▶ EXERCISE BRIEF
Please return every line of the records below that contains the word "rubber".

Natural language region descriptions
^^^^
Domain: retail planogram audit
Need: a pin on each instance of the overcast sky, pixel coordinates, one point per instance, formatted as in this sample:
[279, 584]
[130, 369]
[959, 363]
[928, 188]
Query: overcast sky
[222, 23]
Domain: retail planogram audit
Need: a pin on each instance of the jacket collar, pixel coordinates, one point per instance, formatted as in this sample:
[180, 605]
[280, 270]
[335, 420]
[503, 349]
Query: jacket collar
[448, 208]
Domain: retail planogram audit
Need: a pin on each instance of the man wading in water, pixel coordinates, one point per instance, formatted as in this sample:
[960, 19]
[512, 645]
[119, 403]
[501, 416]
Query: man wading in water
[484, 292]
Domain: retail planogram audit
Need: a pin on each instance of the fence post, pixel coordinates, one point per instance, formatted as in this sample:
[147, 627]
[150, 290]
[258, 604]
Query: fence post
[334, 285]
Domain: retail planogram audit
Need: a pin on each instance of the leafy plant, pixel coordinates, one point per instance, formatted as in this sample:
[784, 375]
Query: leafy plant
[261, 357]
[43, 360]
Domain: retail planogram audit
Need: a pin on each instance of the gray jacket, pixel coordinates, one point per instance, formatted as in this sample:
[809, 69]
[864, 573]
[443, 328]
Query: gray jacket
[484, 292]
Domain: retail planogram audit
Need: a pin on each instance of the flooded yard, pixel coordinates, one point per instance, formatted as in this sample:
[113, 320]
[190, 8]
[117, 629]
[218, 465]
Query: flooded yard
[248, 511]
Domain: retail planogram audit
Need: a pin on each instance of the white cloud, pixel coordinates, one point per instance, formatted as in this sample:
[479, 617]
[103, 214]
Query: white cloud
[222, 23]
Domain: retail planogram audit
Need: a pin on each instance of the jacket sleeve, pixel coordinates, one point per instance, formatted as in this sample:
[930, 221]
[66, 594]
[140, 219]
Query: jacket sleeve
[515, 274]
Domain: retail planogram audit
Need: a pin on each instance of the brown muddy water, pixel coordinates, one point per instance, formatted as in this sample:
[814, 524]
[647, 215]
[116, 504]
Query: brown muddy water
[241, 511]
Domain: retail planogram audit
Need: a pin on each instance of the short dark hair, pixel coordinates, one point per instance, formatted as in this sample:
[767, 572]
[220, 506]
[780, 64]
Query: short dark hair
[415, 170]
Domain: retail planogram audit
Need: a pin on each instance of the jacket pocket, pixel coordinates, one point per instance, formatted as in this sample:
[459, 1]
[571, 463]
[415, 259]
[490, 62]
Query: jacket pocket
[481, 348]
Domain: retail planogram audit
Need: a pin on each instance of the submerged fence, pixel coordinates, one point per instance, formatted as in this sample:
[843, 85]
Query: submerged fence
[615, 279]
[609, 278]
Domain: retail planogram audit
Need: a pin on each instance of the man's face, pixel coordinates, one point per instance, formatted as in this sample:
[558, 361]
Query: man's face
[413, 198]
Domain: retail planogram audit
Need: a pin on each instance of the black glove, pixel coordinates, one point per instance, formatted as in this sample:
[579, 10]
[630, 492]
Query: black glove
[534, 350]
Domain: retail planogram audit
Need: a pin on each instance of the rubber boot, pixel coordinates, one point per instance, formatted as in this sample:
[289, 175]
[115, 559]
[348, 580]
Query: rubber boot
^^^^
▶ OUTPUT OF THE EXERCISE
Need: a pin on each instance of the rubber boot, pixel coordinates, one point per instance, formatted as in this sample:
Query: rubber boot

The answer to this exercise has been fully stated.